DATA SUPPLIED →
## Begin

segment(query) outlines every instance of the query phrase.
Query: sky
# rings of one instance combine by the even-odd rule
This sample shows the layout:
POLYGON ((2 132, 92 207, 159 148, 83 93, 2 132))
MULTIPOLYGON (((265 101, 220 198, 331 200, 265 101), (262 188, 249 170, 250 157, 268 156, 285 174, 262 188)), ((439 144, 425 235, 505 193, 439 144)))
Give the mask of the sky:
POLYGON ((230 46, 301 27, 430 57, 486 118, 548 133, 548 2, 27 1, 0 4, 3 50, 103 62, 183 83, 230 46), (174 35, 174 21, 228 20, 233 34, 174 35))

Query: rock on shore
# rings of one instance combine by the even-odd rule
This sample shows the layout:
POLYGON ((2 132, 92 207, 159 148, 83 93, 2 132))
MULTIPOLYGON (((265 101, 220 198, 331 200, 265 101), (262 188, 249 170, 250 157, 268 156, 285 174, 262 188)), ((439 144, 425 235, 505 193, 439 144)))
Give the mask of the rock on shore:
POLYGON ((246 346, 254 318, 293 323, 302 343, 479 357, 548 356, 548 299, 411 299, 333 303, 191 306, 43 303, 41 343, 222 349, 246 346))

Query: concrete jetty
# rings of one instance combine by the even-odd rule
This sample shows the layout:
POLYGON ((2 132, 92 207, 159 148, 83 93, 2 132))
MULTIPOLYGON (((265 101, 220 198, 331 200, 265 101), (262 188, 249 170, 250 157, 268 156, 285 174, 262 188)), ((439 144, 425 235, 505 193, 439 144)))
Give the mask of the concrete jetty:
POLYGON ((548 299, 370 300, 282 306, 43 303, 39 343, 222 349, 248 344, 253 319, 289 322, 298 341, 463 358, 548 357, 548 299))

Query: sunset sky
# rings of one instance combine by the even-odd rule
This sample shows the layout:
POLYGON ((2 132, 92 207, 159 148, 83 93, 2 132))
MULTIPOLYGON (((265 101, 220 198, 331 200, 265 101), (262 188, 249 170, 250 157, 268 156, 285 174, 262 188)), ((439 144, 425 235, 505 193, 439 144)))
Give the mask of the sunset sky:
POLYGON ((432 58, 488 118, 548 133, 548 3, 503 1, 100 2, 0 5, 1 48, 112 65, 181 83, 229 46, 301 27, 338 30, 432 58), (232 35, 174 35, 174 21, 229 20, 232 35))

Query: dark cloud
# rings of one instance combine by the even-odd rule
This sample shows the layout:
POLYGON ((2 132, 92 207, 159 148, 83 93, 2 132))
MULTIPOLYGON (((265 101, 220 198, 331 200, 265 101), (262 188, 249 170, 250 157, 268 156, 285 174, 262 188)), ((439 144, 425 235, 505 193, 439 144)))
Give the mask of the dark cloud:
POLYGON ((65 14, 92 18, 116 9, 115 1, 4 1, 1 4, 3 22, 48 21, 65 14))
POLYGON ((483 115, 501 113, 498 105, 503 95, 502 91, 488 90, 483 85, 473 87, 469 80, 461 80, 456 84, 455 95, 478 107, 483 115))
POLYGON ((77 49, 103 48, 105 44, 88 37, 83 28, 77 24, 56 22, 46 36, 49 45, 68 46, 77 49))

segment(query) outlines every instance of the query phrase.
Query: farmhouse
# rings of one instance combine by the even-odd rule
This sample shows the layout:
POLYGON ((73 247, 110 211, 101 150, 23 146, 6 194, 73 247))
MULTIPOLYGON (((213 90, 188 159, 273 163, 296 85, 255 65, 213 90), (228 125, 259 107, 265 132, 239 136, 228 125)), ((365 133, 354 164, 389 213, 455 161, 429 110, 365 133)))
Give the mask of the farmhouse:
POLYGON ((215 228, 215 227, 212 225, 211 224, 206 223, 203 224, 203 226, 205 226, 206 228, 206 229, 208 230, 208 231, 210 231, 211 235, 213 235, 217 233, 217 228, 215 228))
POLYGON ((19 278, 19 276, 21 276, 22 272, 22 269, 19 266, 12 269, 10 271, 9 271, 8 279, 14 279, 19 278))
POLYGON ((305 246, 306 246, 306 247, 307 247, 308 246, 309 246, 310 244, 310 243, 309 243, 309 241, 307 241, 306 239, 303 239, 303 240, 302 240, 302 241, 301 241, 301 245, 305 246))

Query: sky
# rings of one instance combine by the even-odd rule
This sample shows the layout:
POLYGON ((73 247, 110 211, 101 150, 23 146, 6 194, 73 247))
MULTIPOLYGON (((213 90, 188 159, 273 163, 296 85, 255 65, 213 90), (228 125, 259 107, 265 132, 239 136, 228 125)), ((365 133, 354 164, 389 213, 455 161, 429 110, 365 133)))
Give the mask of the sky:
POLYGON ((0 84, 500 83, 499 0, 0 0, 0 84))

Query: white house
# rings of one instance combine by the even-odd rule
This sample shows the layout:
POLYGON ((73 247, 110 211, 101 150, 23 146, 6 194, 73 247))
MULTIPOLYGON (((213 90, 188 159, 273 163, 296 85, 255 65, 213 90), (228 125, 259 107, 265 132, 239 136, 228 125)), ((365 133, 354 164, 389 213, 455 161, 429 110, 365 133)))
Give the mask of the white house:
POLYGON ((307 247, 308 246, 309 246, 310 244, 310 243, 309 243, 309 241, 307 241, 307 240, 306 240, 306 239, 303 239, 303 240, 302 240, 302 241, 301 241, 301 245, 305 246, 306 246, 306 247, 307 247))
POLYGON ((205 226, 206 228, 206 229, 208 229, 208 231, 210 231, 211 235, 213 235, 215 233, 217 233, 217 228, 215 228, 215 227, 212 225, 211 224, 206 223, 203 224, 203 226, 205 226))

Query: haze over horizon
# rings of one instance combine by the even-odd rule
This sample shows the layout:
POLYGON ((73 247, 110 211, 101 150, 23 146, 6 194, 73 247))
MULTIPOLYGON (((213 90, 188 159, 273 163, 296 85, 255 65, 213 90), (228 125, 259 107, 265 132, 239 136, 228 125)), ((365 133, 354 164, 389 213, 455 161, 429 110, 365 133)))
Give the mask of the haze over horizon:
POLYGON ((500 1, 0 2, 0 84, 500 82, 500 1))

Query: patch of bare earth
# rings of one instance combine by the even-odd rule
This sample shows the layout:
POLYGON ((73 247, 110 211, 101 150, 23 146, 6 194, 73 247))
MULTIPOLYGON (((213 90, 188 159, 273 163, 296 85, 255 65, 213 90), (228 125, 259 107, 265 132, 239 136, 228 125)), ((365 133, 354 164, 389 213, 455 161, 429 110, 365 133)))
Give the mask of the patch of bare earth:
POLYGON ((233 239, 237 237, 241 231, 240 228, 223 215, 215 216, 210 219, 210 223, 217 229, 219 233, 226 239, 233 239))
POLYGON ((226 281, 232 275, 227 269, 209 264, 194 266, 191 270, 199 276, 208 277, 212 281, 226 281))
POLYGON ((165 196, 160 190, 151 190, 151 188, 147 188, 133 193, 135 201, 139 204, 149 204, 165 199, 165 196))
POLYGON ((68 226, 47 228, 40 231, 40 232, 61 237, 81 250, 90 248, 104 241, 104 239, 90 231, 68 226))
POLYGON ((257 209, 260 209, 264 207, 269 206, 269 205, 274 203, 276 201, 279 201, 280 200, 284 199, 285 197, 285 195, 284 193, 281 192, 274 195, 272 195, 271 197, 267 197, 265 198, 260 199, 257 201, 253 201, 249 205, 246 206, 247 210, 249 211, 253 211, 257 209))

## End

JOB →
Copy every item above character for character, with nothing added, dropped, or changed.

FINAL ANSWER →
segment(query) outlines every instance of the query phrase.
Query: sky
# rings of one instance combine by the even-odd rule
This sample shows the layout:
POLYGON ((2 132, 92 207, 159 148, 83 93, 2 132))
MULTIPOLYGON (((265 101, 220 198, 331 200, 265 101), (262 188, 249 170, 250 157, 268 156, 285 174, 262 188)), ((439 144, 425 235, 505 193, 439 144)))
Give the mask of the sky:
POLYGON ((230 46, 301 27, 430 57, 486 118, 548 133, 548 2, 27 1, 0 4, 3 50, 103 62, 183 83, 230 46), (174 35, 174 21, 228 20, 233 34, 174 35))

Query: rock on shore
# rings of one instance combine by the even-odd rule
This sample shows the layout:
POLYGON ((2 132, 92 207, 159 148, 83 93, 2 132))
MULTIPOLYGON (((265 101, 220 198, 331 200, 265 101), (262 188, 249 170, 250 157, 268 156, 285 174, 262 188)), ((439 144, 425 235, 505 193, 439 144)))
Give the mask of the rock on shore:
POLYGON ((246 346, 254 318, 293 323, 302 343, 479 357, 548 356, 548 299, 411 299, 333 303, 191 306, 43 303, 41 343, 222 349, 246 346))

Query: concrete jetty
# rings of one instance combine by the even-odd rule
This sample shows the layout:
POLYGON ((2 132, 92 207, 159 148, 83 93, 2 132))
MULTIPOLYGON (((265 101, 220 198, 331 200, 265 101), (262 188, 249 170, 250 157, 268 156, 285 174, 262 188)), ((439 144, 425 235, 505 193, 439 144)))
Give the mask of the concrete jetty:
POLYGON ((548 299, 370 300, 282 306, 43 303, 39 343, 222 349, 248 344, 253 319, 289 322, 298 341, 463 358, 548 357, 548 299))

Query: sunset sky
# rings of one instance combine by the even-odd rule
This sample shows the layout:
POLYGON ((2 132, 92 207, 159 148, 83 93, 2 132))
MULTIPOLYGON (((265 101, 220 198, 331 200, 265 101), (262 188, 249 170, 250 157, 268 156, 285 174, 262 188)), ((439 144, 425 235, 505 193, 439 144)))
Give the mask of the sunset sky:
POLYGON ((432 58, 488 118, 548 133, 548 3, 503 1, 100 2, 0 5, 1 48, 112 65, 181 83, 229 46, 301 27, 338 30, 432 58), (232 35, 174 35, 174 21, 229 20, 232 35))

Query: dark cloud
# rings of one instance combine by the even-odd rule
This sample shows the layout:
POLYGON ((2 132, 92 207, 159 148, 83 93, 2 132))
MULTIPOLYGON (((265 101, 220 198, 331 200, 265 101), (262 188, 249 170, 250 157, 268 156, 285 174, 262 188)), ((439 144, 425 235, 505 193, 439 144)))
Give the mask of the dark cloud:
POLYGON ((65 14, 92 18, 116 9, 115 1, 4 1, 1 4, 3 22, 48 21, 65 14))
POLYGON ((483 115, 501 113, 498 105, 503 95, 502 91, 488 90, 483 85, 473 87, 469 80, 461 80, 456 84, 455 95, 478 107, 483 115))
POLYGON ((77 49, 103 48, 105 44, 88 37, 83 28, 77 24, 56 22, 46 36, 49 45, 68 46, 77 49))

segment(query) outlines every instance of the query phrase.
Query: farmhouse
# rings of one instance combine by the even-odd rule
This sample shows the layout:
POLYGON ((73 247, 110 211, 101 150, 23 146, 6 194, 73 247))
MULTIPOLYGON (((213 90, 188 159, 273 163, 296 85, 255 65, 213 90), (228 125, 259 107, 265 132, 239 136, 228 125)), ((365 133, 354 164, 389 213, 455 161, 429 110, 365 133)))
Give the mask of the farmhouse:
POLYGON ((215 228, 215 227, 212 225, 211 224, 206 223, 203 224, 203 226, 205 226, 206 228, 206 229, 208 230, 208 231, 210 231, 211 235, 213 235, 217 233, 217 228, 215 228))
POLYGON ((19 278, 19 276, 21 276, 22 272, 22 269, 19 266, 12 269, 10 271, 9 271, 8 279, 14 279, 19 278))
POLYGON ((305 246, 306 246, 306 247, 307 247, 308 246, 309 246, 310 244, 310 243, 309 243, 309 241, 307 241, 306 239, 303 239, 303 240, 302 240, 302 241, 301 241, 301 245, 305 246))

Query: sky
# rings of one instance combine by the even-odd rule
This sample shows the layout:
POLYGON ((73 247, 110 211, 101 150, 23 146, 6 194, 73 247))
MULTIPOLYGON (((213 90, 188 159, 273 163, 296 85, 255 65, 213 90), (228 125, 259 107, 265 132, 239 136, 228 125)), ((365 133, 354 164, 389 213, 455 161, 429 110, 365 133)))
Give the mask of the sky:
POLYGON ((0 84, 500 83, 499 0, 0 0, 0 84))

Query: white house
# rings of one instance combine by the even-odd rule
This sample shows the layout:
POLYGON ((73 247, 110 211, 101 150, 23 146, 6 194, 73 247))
MULTIPOLYGON (((213 90, 188 159, 273 163, 296 85, 255 65, 213 90), (228 125, 259 107, 265 132, 239 136, 228 125)), ((365 133, 354 164, 389 213, 455 161, 429 110, 365 133)))
Give the mask of the white house:
POLYGON ((307 247, 308 246, 309 246, 310 244, 310 243, 309 243, 309 241, 307 241, 307 240, 306 240, 306 239, 303 239, 303 240, 302 240, 302 241, 301 241, 301 245, 305 246, 306 246, 306 247, 307 247))
POLYGON ((205 226, 206 228, 206 229, 208 229, 208 231, 210 231, 211 235, 213 235, 215 233, 217 233, 217 228, 215 228, 215 227, 212 225, 211 224, 206 223, 203 224, 203 226, 205 226))

Query: haze over horizon
# rings of one instance combine by the even-odd rule
This sample shows the layout:
POLYGON ((73 247, 110 211, 101 150, 23 146, 6 194, 73 247))
MULTIPOLYGON (((213 90, 188 159, 273 163, 296 85, 255 65, 213 90), (228 125, 259 107, 265 132, 239 136, 228 125)), ((365 133, 354 164, 389 213, 455 161, 429 110, 365 133)))
Give the mask of the haze over horizon:
POLYGON ((500 1, 0 2, 0 84, 500 82, 500 1))

Query: patch of bare earth
# rings of one instance combine by the even-odd rule
This sample shows the layout:
POLYGON ((73 247, 110 211, 101 150, 23 146, 6 194, 73 247))
MULTIPOLYGON (((213 90, 188 159, 273 163, 296 85, 255 65, 213 90), (228 125, 259 107, 265 132, 239 136, 228 125)), ((365 133, 354 164, 389 213, 455 161, 429 110, 365 133)))
Give the mask of the patch of bare earth:
POLYGON ((233 239, 237 237, 241 231, 240 228, 223 215, 215 216, 210 219, 210 223, 217 229, 219 233, 226 239, 233 239))
POLYGON ((226 281, 232 275, 227 269, 209 264, 194 266, 191 270, 199 276, 208 277, 212 281, 226 281))
POLYGON ((165 196, 160 190, 151 190, 151 188, 147 188, 133 193, 135 201, 139 204, 149 204, 165 199, 165 196))
POLYGON ((68 226, 47 228, 40 231, 40 232, 61 237, 81 250, 90 248, 104 241, 104 239, 90 231, 68 226))
POLYGON ((257 209, 260 209, 264 207, 269 206, 269 205, 274 203, 276 201, 279 201, 280 200, 284 199, 285 197, 285 195, 284 193, 281 192, 274 195, 272 195, 271 197, 267 197, 265 198, 260 199, 257 201, 253 201, 249 205, 246 206, 247 210, 249 211, 253 211, 257 209))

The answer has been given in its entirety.